WHAT YOU SHOULD DO:
Every entry is to be returned as it stands, apart from the pictures.

———

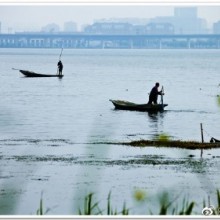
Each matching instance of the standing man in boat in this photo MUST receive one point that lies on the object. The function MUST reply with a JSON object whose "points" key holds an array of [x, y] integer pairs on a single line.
{"points": [[154, 94], [60, 68]]}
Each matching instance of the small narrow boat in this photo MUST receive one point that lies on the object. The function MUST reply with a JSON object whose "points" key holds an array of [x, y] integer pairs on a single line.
{"points": [[33, 74], [125, 105]]}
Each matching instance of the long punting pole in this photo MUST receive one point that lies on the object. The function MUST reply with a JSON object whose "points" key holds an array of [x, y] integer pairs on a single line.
{"points": [[202, 138], [59, 60], [162, 97]]}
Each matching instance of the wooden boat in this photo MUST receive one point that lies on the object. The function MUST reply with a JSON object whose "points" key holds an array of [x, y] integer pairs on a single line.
{"points": [[125, 105], [33, 74]]}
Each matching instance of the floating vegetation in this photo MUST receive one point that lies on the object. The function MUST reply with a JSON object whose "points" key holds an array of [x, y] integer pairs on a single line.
{"points": [[192, 145]]}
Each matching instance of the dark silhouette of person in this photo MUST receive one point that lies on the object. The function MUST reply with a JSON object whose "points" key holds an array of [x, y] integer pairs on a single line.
{"points": [[60, 67], [154, 94]]}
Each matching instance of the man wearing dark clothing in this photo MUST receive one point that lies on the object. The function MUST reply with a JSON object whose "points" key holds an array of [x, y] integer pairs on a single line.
{"points": [[154, 94], [60, 67]]}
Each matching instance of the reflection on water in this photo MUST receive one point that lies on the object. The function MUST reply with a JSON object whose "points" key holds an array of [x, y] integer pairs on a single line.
{"points": [[47, 126]]}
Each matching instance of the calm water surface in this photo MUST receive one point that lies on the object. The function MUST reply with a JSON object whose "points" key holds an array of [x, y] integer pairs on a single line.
{"points": [[48, 125]]}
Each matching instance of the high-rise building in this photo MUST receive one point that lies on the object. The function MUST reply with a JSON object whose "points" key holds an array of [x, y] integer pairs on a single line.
{"points": [[185, 21], [185, 12], [216, 28], [70, 26]]}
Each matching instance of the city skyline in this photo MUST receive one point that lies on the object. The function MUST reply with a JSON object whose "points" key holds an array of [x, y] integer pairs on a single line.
{"points": [[26, 17]]}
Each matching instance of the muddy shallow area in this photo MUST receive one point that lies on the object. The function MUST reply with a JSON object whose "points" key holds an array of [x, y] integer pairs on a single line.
{"points": [[33, 167], [47, 128]]}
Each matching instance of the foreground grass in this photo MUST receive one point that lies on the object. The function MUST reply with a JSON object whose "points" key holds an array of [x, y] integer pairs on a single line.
{"points": [[166, 206]]}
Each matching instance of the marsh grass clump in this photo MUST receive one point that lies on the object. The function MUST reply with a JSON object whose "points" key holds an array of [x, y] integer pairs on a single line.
{"points": [[92, 208]]}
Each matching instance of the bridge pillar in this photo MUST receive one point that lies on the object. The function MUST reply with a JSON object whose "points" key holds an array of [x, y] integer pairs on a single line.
{"points": [[188, 43], [160, 42], [131, 44]]}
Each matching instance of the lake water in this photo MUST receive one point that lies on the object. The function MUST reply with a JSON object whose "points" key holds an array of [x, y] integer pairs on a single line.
{"points": [[48, 127]]}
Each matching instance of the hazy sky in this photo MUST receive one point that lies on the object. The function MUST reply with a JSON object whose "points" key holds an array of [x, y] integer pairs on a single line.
{"points": [[33, 17]]}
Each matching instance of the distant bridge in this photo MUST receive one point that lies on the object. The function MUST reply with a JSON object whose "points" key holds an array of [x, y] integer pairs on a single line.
{"points": [[83, 40]]}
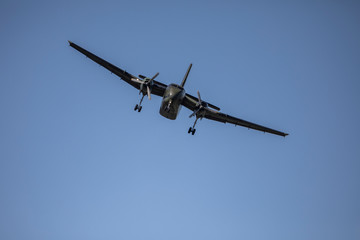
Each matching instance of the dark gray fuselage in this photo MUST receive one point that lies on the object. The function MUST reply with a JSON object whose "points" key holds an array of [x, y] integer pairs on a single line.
{"points": [[172, 99]]}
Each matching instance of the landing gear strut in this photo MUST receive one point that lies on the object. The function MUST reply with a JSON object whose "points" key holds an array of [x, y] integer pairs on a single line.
{"points": [[138, 107], [192, 130]]}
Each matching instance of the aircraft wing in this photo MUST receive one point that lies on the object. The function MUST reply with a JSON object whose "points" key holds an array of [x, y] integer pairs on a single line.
{"points": [[158, 88], [190, 102]]}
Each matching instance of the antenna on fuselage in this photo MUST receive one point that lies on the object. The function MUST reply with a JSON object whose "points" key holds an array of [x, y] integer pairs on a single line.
{"points": [[186, 75]]}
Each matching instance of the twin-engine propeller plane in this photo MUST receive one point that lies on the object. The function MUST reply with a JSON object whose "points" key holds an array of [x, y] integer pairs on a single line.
{"points": [[174, 96]]}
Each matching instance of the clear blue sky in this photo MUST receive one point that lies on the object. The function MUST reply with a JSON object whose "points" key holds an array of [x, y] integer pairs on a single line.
{"points": [[76, 162]]}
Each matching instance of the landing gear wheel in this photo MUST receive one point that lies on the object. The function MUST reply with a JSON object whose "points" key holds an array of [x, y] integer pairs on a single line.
{"points": [[189, 131], [192, 130]]}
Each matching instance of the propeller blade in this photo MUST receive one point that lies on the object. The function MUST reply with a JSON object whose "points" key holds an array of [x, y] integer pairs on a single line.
{"points": [[186, 75], [149, 92], [157, 74], [199, 97]]}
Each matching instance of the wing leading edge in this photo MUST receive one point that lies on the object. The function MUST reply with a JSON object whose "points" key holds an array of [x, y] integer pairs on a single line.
{"points": [[190, 103], [157, 89]]}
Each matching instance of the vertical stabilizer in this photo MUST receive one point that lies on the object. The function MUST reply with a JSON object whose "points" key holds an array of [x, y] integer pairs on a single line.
{"points": [[186, 75]]}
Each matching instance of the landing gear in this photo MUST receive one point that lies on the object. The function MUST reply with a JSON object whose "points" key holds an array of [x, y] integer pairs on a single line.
{"points": [[192, 130], [138, 107]]}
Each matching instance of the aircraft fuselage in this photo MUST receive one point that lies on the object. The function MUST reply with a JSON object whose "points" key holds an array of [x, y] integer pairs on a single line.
{"points": [[172, 99]]}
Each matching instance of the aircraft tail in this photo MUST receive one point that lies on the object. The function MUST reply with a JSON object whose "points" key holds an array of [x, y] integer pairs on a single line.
{"points": [[186, 75]]}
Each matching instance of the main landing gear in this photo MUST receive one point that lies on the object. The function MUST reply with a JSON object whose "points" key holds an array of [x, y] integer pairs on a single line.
{"points": [[192, 129], [138, 107]]}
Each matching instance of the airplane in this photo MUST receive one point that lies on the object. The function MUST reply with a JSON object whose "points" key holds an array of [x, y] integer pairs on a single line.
{"points": [[174, 96]]}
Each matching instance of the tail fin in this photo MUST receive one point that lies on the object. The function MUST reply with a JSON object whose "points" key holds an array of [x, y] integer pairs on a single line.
{"points": [[186, 75]]}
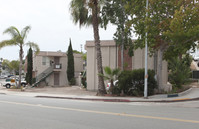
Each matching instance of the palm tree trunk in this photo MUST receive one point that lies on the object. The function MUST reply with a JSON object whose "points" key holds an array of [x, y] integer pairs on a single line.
{"points": [[20, 65], [101, 87], [159, 71]]}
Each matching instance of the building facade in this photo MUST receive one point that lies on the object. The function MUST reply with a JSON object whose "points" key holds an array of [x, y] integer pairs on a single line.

———

COMPLETED EXERCISE:
Each matching instance of the standing man in boat in this photo MUST receive one point that lies on the object. The function MUST reply with a JSON object whose "points" key holds an array of [x, y] integer pairs on a single line.
{"points": [[154, 94], [60, 68]]}
Each matching instance of the small narrow boat in this photo MUST receive one point that lies on the object. The function MUST reply with a JSON object whose "points" key holds an array of [x, y] integer pairs on a single line.
{"points": [[33, 74], [125, 105]]}
Each matching instance of the long punting pole in this photo MUST receive one point that lies on the object. The function MUST reply with a JSON object whose "points" key holds an array of [x, y] integer pairs on a single line.
{"points": [[202, 138], [59, 60], [162, 97]]}
Each matching instance of the wooden boat in this photo MUST receive one point that lies on the object. The function MUST reply with a JSON object whose "points" key holds an array of [x, y] integer pairs on a single line.
{"points": [[125, 105], [33, 74]]}
Each matching instance of the floating vegetation in this photo MUST receive one point that lies on the object. The function MUST reply with a JSON object whose "points" key holds an array of [x, y] integer pairs on a single line.
{"points": [[192, 145]]}
Each matching instance of the dark silhouette of person in this photo MUST receive one point that lies on the object. The function MUST reply with a JSON object whose "points" key holds an array of [x, y] integer pairs on a single line.
{"points": [[60, 67], [154, 94]]}
Each matching instance of the man wearing dark clothing in this photo MUST receive one point that lies on the object. The function MUST reply with a JSON object whose "points" key holds an array of [x, y] integer pairs on a single line.
{"points": [[154, 94], [60, 67]]}
Each matching instance of the reflection on water in this photo MUST receive one point that lies on the object. The function MUST reply with a JSON object whose "points" key holds an array of [x, y] integer pairs on a single line.
{"points": [[47, 126]]}
Each matching instance of the calm water surface in this photo MUST receive one point that lies on the object. The function MUST reply with a JSON object whose "points" key holds an array of [x, y] integer pairs on a single line.
{"points": [[48, 125]]}
Each matching instance of the high-rise building in this photo MUST receive one point that lies on the object. The function MUST reply with a JSON object whose "points" key holds an array of [x, y] integer pairs on a single line.
{"points": [[185, 21], [185, 12], [216, 28], [70, 26]]}
Each matching instance of the city skyline in this photo MUST receive one point that lies on the object. The function MUST reply with a JSON object whose "points" key holds an array of [x, y] integer pairs on a single line.
{"points": [[26, 17]]}
Each matching instance of the muddy shallow area in this photo MUST receive one point that lies on the object. The function MUST reply with a JSON object whose "points" key holds an array of [x, y] integer pairs on a single line.
{"points": [[33, 167], [47, 128]]}
Each matching instance of the foreground grass in this photo MUST receive one point that lies on the object. The function MUST reply with a JSON object whose "points" key holds an array of [x, y] integer pairs on a single line.
{"points": [[166, 206]]}
Each matching instance of the marsh grass clump in this photo MUST receive one point that lies on the object. The function MUST reply with a JSON object whose "points" key holds an array of [x, y] integer pairs on a single line.
{"points": [[92, 208]]}
Each matching instance of the bridge pillar in this photo MUST receive one point that lies on the object. The function MUST reply with a JSON object whose "points" key holds an array of [x, y] integer pairs on a single line.
{"points": [[188, 43], [160, 42], [131, 44]]}
Each matching instance of the lake water in this photo MUST receive one point that lies on the object. The function MUST reply with a JSON object whose "points" key holds an array of [x, y] integer pairs on a single line.
{"points": [[48, 127]]}
Each matching instance of the hazy sky in this photo MUST receive one point that lies on the object. The function MUST reply with a JSON object whose "points" key holds an array of [x, y] integer pairs on a single line.
{"points": [[33, 17]]}
Each matching instance of the distant bridge in this photo MUST receive one point that lies on the object. The function MUST reply with a JSON object whose "points" key holds an array of [x, y] integer pairs on a single line.
{"points": [[83, 40]]}
Each matching instance of the dark gray fuselage in this photo MUST receive one point that lies on the object. The function MUST reply with a JSON object whose "points" key holds an array of [x, y] integer pairs on a single line.
{"points": [[172, 99]]}
Each matching instance of the landing gear strut in this photo MUST receive one point that lies on the object. The function MUST reply with a JSON object whose "points" key holds an array of [x, y] integer pairs on a single line.
{"points": [[138, 107], [192, 130]]}
Each matching instance of the aircraft wing in this photo MUST receive one point that lies on the object. The function MUST reply with a JSON object whose "points" key holds an array of [x, y] integer pairs on a single line.
{"points": [[158, 88], [190, 102]]}
Each matching instance of the antenna on fuselage in this photo MUST receive one point that lies on the object. The function MUST reply with a JSON object whose "points" key holds an array of [x, y] integer pairs on a single line.
{"points": [[186, 75]]}
Each matching instance of the twin-engine propeller plane in this photo MUST receive one point that lies on the object. The function MUST reply with a JSON object whose "points" key holds an array of [x, y] integer pairs on a single line.
{"points": [[174, 96]]}
Each matching instance of the clear blue sky in this photo MUST receive one point that lies on the object. The function MUST reply with a JSON object whose "points" key holds an array of [x, y] integer pairs on a single line.
{"points": [[76, 162]]}
Each matching instance of the landing gear wheel in this photo MUST receive one point that lies on the object. The function MUST reply with a JSON object whose "points" key holds an array of [x, y] integer pairs on a single line.
{"points": [[189, 131], [192, 130]]}
Each matching instance of the propeller blade in this photo MUST receive one point that lies on the object. The function MUST reply with a JSON object whose "points" key holds an array of [x, y] integer pairs on a single line.
{"points": [[186, 75], [149, 92], [157, 74], [199, 97]]}
Each matching instance of the wing leading edge in this photo MUST receive one point that lies on the object. The function MUST reply with a JSON object whose "points" key holds an array of [x, y] integer pairs on a single line.
{"points": [[190, 103], [157, 89]]}
Each matching instance of the vertical stabilizer in this photo MUST receive one point that lies on the object. The function MUST reply with a JSON object whose "points" key holds an array of [x, y] integer pairs on a single line.
{"points": [[186, 75]]}
Each matching instance of the landing gear in this photo MUST receive one point that lies on the object. The function MUST reply with a JSON object whose "points" key holds an array of [x, y] integer pairs on a single line.
{"points": [[192, 130], [138, 107]]}
Each matching instance of the aircraft fuselage in this photo MUST receive one point that lies on the object. The function MUST reply with a JSON object whose "points" key holds an array of [x, y] integer pairs on a single line.
{"points": [[172, 99]]}
Each matching instance of the aircraft tail in this photo MUST receive one point that lies on the object. The function MUST reply with a JSON object whose "points" key holds an array of [x, y] integer pairs on a single line.
{"points": [[186, 75]]}
Each matching instance of the main landing gear in this photo MUST receive one point that lies on the object. The function MUST reply with a JSON object whose "points" key holds an array of [x, y] integer pairs on a single line.
{"points": [[192, 129], [138, 107]]}
Each matching instance of the airplane in this photo MUST receive one point that lies on the object. The function MUST reply with a JSON object whose "points" key holds an array of [x, y] integer pairs on a single line.
{"points": [[174, 96]]}
Each matching instance of the tail fin in this photo MUST receive one point that lies on the object. The function MUST reply with a JSON object whose "points" key holds an array of [x, y] integer pairs on a single line.
{"points": [[186, 75]]}
Each matching instance of the palm tree trunk in this photo MUST receive one point that lies on the object. The function MUST reply with a JSON object whose "points" key holds an array of [x, y] integer pairs on a single line.
{"points": [[20, 65], [101, 87], [159, 71]]}
Each matching instance of the building facade in this photo MUST receive one point that lies on the object. The function MUST reply with a JSON object whose "points" key holds an array of [x, y] integer pairs on a single line.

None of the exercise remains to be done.